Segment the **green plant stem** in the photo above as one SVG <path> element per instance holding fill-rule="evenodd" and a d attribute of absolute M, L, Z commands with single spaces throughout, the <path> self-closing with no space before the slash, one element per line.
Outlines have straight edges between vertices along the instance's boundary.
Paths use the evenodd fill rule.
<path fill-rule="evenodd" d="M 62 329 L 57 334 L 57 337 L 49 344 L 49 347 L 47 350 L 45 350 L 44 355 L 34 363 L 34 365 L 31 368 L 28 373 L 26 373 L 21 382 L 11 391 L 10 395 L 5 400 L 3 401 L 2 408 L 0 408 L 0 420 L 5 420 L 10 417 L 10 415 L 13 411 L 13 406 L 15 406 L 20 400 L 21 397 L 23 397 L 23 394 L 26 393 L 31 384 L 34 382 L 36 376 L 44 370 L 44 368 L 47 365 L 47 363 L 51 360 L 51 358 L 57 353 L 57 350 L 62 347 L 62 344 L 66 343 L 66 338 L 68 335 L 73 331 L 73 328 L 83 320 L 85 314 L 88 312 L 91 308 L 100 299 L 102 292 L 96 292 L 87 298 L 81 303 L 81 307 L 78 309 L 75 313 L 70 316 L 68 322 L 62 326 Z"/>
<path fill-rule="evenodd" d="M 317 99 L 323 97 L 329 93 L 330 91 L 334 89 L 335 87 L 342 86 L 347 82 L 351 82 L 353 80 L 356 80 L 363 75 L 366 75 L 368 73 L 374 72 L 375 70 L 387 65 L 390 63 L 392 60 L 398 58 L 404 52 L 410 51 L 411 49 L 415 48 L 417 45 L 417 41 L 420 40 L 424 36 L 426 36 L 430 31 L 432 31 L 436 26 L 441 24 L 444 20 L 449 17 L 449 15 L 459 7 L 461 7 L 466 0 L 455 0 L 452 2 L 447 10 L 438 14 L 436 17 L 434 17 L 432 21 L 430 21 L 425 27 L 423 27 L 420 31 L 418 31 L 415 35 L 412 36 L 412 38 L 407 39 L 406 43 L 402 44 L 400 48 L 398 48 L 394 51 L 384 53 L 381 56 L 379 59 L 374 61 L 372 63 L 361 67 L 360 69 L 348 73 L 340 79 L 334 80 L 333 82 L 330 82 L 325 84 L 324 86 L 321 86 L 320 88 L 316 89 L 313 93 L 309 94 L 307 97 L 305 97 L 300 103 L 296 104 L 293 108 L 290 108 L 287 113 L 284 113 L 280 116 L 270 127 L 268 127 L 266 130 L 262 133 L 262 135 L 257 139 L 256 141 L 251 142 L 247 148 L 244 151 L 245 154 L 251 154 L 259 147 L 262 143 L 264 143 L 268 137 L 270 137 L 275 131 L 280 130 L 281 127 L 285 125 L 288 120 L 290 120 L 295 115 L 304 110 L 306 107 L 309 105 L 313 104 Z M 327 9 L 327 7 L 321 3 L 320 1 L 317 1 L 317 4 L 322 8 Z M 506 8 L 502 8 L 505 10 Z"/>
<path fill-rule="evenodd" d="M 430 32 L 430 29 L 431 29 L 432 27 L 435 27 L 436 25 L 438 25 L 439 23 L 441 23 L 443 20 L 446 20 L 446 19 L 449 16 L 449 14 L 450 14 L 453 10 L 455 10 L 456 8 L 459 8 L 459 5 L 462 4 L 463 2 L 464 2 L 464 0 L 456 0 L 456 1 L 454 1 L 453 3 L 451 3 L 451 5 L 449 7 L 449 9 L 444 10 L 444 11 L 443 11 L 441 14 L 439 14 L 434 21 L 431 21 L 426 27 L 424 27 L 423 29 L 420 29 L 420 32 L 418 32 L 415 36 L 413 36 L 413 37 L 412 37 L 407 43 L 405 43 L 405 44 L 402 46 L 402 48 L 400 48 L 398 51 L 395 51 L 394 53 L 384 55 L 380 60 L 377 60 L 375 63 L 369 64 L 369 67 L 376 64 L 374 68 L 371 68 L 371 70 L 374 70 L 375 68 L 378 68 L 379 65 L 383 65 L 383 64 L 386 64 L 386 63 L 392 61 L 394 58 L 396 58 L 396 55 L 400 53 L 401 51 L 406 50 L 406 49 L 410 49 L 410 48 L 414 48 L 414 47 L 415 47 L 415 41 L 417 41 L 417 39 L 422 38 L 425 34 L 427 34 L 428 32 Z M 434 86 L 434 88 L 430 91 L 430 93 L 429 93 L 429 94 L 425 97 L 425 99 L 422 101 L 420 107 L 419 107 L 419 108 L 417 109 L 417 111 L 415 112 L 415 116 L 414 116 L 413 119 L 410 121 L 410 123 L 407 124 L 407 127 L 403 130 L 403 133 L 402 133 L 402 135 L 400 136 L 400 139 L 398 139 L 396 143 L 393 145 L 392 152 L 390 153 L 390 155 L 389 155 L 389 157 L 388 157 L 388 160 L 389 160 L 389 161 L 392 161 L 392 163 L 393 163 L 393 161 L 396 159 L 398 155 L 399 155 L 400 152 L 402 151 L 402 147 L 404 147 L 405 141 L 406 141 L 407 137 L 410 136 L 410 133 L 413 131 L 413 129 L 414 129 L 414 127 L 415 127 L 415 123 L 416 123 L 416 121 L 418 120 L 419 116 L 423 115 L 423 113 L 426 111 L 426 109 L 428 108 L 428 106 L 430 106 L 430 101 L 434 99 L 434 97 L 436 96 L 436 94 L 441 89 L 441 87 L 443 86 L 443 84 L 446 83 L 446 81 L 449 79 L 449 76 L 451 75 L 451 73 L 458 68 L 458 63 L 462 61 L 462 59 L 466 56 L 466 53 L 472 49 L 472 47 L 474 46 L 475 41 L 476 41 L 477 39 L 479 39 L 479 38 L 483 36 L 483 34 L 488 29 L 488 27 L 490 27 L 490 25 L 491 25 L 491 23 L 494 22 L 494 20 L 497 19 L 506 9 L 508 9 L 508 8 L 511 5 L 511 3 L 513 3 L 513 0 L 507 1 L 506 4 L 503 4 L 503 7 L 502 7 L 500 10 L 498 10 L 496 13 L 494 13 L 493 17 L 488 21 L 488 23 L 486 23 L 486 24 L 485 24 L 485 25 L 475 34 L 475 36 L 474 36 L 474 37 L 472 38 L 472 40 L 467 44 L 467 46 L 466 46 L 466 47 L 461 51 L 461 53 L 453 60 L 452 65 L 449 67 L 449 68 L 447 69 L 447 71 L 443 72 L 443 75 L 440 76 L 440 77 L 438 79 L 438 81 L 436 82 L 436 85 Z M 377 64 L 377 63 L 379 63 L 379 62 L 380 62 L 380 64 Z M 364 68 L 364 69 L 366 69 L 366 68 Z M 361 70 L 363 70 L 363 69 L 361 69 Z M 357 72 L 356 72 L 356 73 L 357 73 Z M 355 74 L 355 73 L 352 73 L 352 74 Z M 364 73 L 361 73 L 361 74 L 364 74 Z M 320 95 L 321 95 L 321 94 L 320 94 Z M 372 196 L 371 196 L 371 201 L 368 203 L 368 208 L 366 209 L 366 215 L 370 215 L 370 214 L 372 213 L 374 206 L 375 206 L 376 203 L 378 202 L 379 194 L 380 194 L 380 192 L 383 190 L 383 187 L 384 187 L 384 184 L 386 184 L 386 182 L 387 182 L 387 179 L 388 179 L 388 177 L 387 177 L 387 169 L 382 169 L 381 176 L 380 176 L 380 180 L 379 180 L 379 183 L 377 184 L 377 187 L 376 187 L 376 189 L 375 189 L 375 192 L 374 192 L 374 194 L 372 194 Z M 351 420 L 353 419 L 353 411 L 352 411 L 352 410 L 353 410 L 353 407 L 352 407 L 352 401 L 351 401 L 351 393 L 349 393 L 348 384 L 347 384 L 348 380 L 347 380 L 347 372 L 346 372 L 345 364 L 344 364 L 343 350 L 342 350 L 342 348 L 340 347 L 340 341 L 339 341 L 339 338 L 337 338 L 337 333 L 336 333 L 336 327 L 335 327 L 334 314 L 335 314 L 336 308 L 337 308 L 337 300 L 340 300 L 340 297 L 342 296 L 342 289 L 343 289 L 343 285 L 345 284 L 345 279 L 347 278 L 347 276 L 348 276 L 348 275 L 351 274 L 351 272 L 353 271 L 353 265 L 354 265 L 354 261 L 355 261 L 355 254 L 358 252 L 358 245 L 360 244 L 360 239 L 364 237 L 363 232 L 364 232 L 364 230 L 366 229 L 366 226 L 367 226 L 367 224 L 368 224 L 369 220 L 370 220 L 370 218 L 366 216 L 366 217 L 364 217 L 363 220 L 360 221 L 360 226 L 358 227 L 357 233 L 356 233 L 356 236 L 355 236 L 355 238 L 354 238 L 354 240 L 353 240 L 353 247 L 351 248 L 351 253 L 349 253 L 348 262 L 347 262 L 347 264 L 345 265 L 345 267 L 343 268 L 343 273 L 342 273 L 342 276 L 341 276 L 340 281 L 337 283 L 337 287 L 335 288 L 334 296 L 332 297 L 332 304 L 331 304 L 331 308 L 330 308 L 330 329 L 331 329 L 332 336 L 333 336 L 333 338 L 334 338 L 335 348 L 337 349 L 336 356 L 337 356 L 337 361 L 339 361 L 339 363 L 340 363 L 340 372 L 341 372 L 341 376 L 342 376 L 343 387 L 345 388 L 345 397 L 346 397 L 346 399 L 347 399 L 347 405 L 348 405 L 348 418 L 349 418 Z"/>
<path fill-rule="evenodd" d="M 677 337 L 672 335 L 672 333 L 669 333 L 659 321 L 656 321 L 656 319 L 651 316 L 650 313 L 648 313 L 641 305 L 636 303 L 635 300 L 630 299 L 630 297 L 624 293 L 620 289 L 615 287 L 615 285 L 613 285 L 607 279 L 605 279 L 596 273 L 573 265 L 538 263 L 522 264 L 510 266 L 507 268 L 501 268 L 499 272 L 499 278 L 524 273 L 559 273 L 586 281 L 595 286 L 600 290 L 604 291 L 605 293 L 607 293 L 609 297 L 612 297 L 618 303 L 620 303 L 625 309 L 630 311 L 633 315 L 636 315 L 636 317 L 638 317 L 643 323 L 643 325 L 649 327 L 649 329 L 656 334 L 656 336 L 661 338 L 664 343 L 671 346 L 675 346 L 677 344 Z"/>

### Task description
Which lines of the entries above contain the string "instance"? Report each one in full.

### Written solution
Segment the **green plant stem** in the photo above as one SVG <path> element per instance holding fill-rule="evenodd" and a d attribute of absolute M, L, Z commands with single spaces throughout, the <path> self-closing with no space before the slash, one element per line.
Outlines have straight edges between vertices along the instance's boundary.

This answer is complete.